• **Testo fornito**
-------------------------

Arriva dal Comitato Nazionale per la Bioetica la conferma del fatto che, nei Centri di identificazione ed espulsione, vengono continuamente negati i diritti fondamentali degli esseri umani, a cominciare da quello alla salute. Si legge testualmente in un rapporto del Comitato che “[i Cie] Andrebbero chiusi [perché] il diritto alla salute degli internati è soggetto a tali limitazioni da rendere dubbio l’uso del termine stesso di “diritto”. Inoltre, dalla Scuola Superiore Sant’Anna di Pisa arriva un altro dato, questa volta sui costi. Allo Stato, ogni clandestino in attesa di espulsione costa centosessantatre euro al giorno.
Secondo i dati ufficiali del Ministero dell’interno, in Italia ci sarebbero in tutto tredici Cie, ma attualmente ne risultano attivi appena sette. E spesso anche a metà, poiché le poche strutture agibili e funzionanti lo sono solo in parte. Con vaste zone degli edifici impraticabili a causa delle continue proteste e dei lavori di ristrutturazione necessari.

-------------------------

• **Dati di origine**
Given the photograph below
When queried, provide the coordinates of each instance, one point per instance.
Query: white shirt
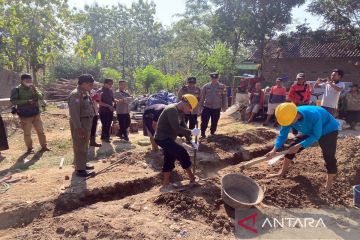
(331, 96)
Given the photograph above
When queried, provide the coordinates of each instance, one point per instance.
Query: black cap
(85, 78)
(25, 76)
(191, 79)
(214, 75)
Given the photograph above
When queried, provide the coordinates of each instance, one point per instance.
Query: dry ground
(125, 202)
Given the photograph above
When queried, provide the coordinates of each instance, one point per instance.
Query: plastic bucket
(356, 190)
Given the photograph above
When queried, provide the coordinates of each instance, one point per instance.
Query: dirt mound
(302, 187)
(256, 136)
(202, 205)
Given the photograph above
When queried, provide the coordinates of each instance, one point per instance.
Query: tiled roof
(307, 48)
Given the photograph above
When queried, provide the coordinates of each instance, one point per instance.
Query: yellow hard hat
(191, 99)
(286, 113)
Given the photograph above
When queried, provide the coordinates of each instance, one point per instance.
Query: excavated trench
(229, 150)
(68, 202)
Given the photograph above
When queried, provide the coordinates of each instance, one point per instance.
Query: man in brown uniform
(167, 130)
(191, 88)
(123, 98)
(213, 100)
(81, 111)
(28, 100)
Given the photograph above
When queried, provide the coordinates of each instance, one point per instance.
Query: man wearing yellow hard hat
(315, 125)
(167, 130)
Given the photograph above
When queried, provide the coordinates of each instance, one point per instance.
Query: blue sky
(166, 9)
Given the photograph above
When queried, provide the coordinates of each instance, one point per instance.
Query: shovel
(272, 160)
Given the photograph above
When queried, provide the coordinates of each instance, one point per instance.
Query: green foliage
(110, 73)
(72, 67)
(220, 59)
(151, 80)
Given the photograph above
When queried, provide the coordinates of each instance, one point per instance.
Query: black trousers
(332, 111)
(94, 126)
(106, 118)
(192, 119)
(3, 140)
(327, 144)
(173, 151)
(124, 124)
(206, 114)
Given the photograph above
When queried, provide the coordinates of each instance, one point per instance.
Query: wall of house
(313, 68)
(8, 80)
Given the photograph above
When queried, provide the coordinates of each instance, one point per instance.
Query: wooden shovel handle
(259, 160)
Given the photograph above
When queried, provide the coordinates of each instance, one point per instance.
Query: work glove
(195, 132)
(195, 145)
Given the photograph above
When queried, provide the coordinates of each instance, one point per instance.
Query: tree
(343, 16)
(39, 31)
(146, 77)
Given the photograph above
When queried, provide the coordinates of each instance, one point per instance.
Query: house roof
(308, 48)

-------------------------

• **Esercizi**
**1.** Secondo il testo sui Cie, quanto costa allo Stato ogni giorno un clandestino in attesa di espulsione?
**2.** Riscrivi il passo del testo sui Cie che comincia con "Arriva dal Comitato" e si chiude dopo "euro al giorno.", mettendo "migrante" al posto di "clandestino".
**3.** Prosegui il testo sui Cie dopo la sua ultima frase.

• **Risultati per esercizio**
**1.** Centosessantatre euro al giorno.

**2.**
Arriva dal Comitato Nazionale per la Bioetica la conferma del fatto che, nei Centri di identificazione ed espulsione, vengono continuamente negati i diritti fondamentali degli esseri umani, a cominciare da quello alla salute. Si legge testualmente in un rapporto del Comitato che “[i Cie] Andrebbero chiusi [perché] il diritto alla salute degli internati è soggetto a tali limitazioni da rendere dubbio l’uso del termine stesso di “diritto”. Inoltre, dalla Scuola Superiore Sant’Anna di Pisa arriva un altro dato, questa volta sui costi. Allo Stato, ogni migrante in attesa di espulsione costa centosessantatre euro al giorno.

**3.**
Le presenze rilevate sono state novecentoventiquattro su un totale di millesettecentosettantacinque posti, proprio a causa delle precarie condizioni delle strutture, come rilevato da Alberto Barbieri, coordinatore dell’associazione “Medici per i diritti umani”, che a maggio ha terminato il controllo di tutti i Cie italiani.
Emblematico è il caso del Cie di Bologna, chiuso da marzo e non solo per le proteste e le condizioni della struttura. Come spiega il vicecapo di gabinetto Bianca Lubreto durante un’ichiesta pubblicata su L’Espresso: “Il nostro funzionario aveva segnalato diverse inadempienze a cui la società non rispondeva”. Dal personale non pagato con la stessa prefettura che si è vista costretta ad intervenire per garantire gli stipendi, alla mediazione psicologica e linguistica non sufficiente, fino anche alla mancanza dei materiali necessari per ogni ospite, come lenzuola, assorbenti e biancheria.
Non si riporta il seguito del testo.